### AVAILABLE RECORDS
========
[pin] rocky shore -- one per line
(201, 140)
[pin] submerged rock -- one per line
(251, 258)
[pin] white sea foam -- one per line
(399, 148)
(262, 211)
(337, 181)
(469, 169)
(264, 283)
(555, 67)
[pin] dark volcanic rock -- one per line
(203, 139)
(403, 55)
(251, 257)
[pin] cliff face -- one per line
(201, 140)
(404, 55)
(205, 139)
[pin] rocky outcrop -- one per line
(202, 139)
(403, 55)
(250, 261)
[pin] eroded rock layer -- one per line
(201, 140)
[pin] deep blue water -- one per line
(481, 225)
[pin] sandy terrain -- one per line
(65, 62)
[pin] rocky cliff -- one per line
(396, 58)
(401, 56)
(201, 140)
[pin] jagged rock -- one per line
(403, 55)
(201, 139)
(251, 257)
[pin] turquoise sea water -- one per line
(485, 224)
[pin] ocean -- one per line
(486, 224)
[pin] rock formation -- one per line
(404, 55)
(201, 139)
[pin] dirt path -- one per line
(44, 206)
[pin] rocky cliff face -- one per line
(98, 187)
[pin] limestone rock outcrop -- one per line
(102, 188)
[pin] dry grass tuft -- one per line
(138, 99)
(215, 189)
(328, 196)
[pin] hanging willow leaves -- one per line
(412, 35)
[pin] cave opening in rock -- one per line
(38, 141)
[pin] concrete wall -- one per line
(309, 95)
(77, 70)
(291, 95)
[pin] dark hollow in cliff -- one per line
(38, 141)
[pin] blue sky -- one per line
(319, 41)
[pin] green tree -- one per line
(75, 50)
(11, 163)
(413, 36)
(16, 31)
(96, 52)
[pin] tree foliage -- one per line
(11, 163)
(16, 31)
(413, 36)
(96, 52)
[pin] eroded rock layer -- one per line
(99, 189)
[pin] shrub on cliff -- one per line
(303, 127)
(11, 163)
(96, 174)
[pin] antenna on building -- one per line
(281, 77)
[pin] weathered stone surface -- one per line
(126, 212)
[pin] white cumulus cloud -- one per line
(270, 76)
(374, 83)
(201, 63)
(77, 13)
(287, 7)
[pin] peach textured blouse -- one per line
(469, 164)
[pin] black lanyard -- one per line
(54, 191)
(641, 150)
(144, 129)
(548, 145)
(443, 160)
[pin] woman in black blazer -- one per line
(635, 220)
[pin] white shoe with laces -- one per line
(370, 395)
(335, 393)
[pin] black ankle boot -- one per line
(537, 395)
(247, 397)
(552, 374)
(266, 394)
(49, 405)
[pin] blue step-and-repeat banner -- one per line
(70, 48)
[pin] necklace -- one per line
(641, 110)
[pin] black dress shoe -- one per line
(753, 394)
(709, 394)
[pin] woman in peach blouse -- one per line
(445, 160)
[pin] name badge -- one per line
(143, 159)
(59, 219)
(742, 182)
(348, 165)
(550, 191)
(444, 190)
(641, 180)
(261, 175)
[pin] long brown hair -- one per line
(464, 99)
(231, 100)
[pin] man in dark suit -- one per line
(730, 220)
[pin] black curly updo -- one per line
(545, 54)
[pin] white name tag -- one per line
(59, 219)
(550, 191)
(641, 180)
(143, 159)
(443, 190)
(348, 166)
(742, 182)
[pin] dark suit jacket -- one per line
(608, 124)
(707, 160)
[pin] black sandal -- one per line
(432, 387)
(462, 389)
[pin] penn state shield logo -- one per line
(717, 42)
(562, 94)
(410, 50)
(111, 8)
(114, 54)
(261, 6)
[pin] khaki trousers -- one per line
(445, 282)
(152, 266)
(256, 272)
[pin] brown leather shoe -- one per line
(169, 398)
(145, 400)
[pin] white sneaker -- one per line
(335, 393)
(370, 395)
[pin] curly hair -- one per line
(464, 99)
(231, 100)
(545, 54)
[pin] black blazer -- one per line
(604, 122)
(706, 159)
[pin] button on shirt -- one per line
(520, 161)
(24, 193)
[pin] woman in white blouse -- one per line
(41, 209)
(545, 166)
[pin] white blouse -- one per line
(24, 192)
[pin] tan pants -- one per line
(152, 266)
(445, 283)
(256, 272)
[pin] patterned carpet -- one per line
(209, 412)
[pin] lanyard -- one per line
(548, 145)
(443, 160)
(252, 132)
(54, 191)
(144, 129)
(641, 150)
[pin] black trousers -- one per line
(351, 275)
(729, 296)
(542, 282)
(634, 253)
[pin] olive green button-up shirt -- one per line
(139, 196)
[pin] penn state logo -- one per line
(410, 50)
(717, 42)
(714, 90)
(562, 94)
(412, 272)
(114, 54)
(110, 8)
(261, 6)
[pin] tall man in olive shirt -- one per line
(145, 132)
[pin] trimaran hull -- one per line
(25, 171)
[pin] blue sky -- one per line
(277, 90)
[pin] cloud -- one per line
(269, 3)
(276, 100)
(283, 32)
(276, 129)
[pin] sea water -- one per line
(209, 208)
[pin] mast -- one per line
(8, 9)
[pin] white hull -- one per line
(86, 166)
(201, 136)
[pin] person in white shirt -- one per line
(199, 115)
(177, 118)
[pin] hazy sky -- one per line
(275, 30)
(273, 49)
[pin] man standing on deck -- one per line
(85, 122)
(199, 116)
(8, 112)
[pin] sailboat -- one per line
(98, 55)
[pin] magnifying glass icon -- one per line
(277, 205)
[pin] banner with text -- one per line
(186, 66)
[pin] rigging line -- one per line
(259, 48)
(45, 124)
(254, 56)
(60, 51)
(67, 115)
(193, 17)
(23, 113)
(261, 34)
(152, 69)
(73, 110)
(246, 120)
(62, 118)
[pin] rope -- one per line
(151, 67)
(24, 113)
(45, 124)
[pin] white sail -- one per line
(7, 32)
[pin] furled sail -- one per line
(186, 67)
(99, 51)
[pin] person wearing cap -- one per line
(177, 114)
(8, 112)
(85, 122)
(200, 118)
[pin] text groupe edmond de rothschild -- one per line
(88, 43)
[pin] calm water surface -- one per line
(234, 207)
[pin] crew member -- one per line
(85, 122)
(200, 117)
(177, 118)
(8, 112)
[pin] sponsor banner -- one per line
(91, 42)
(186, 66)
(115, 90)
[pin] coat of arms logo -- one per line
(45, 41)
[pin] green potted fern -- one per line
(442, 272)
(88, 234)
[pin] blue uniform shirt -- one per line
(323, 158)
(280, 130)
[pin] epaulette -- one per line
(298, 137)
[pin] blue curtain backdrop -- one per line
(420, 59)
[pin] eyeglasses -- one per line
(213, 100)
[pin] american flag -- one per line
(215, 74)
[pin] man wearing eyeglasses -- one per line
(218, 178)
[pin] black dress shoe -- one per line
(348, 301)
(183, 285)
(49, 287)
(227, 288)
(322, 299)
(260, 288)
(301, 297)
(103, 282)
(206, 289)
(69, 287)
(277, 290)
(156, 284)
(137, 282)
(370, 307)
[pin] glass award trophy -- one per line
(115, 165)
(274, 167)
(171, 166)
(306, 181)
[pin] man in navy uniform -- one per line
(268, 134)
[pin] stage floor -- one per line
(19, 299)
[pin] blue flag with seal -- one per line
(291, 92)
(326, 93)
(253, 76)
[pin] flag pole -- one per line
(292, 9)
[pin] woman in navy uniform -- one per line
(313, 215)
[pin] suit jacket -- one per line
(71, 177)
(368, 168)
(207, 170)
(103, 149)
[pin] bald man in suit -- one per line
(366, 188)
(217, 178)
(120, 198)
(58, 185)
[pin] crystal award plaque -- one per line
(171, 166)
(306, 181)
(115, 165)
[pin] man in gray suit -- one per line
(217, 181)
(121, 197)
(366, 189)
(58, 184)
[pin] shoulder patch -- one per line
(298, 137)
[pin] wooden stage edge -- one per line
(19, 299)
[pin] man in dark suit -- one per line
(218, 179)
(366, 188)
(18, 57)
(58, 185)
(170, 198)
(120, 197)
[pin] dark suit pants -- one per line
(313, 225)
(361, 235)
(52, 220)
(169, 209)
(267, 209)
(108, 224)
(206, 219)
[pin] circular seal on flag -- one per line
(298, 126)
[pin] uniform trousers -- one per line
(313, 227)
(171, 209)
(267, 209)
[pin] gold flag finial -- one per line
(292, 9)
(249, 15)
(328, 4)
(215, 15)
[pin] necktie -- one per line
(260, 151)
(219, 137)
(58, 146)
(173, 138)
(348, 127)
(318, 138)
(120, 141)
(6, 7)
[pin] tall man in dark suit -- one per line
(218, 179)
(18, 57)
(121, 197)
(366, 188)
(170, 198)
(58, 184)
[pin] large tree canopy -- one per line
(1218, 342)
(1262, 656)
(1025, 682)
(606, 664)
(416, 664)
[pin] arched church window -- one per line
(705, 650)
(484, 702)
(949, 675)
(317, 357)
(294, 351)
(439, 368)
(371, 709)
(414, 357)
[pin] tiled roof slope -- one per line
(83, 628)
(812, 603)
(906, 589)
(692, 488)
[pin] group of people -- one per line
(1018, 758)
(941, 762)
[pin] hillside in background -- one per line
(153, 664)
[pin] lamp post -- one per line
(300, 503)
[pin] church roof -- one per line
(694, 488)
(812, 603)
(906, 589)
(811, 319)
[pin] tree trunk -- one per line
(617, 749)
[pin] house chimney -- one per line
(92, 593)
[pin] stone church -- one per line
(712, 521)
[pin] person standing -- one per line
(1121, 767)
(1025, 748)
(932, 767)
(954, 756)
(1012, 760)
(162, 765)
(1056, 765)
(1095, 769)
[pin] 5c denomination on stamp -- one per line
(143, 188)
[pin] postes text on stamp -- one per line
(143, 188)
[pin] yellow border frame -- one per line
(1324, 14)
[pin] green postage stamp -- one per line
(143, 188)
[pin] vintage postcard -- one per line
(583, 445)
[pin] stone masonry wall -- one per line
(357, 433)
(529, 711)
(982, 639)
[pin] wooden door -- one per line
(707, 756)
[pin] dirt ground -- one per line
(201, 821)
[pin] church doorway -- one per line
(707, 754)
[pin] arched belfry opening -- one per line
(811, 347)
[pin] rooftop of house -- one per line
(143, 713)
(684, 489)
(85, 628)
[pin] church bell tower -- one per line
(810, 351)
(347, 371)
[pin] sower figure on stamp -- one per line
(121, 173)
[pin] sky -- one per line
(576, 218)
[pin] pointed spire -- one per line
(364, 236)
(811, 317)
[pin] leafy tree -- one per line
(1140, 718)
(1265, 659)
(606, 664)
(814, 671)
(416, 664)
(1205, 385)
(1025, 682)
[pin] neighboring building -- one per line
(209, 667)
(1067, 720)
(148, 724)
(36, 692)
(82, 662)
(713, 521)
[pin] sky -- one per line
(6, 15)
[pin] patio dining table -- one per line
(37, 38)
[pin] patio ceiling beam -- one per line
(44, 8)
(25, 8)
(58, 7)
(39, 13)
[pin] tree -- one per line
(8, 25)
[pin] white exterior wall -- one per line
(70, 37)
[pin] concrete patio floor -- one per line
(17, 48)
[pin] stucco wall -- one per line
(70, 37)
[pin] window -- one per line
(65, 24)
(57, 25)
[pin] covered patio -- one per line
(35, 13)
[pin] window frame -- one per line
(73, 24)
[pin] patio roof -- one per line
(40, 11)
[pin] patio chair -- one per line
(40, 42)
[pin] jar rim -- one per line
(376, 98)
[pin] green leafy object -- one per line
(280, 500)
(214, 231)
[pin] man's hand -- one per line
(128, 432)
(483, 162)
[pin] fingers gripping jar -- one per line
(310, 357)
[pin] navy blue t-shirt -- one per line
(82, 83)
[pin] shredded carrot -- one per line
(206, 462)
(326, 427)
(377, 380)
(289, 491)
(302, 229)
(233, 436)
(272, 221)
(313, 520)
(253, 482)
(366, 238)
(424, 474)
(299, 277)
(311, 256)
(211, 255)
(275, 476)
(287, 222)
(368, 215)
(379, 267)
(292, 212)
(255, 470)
========
### AIM
What are the lines from the one with "[pin] concrete patio floor -- one per line" through the last line of the records above? Quote them exactly and add nothing.

### COMPLETE RESPONSE
[pin] concrete patio floor -- one per line
(17, 48)
[pin] stucco wall -- one per line
(70, 37)
[pin] window -- one per line
(65, 24)
(57, 25)
[pin] covered patio -- one per line
(35, 13)
[pin] window frame -- one per line
(73, 24)
[pin] patio roof -- one per line
(40, 11)
[pin] patio chair -- one per line
(40, 42)
[pin] jar rim -- one per line
(376, 98)
[pin] green leafy object -- one per line
(280, 500)
(214, 231)
[pin] man's hand -- one per line
(128, 432)
(483, 162)
[pin] fingers gripping jar -- one per line
(310, 357)
[pin] navy blue t-shirt -- one per line
(82, 83)
[pin] shredded carrot -- one per line
(206, 462)
(326, 427)
(377, 380)
(289, 491)
(302, 229)
(233, 436)
(272, 221)
(313, 520)
(253, 482)
(366, 238)
(424, 474)
(299, 277)
(311, 256)
(211, 255)
(275, 476)
(287, 222)
(368, 215)
(379, 267)
(292, 212)
(255, 470)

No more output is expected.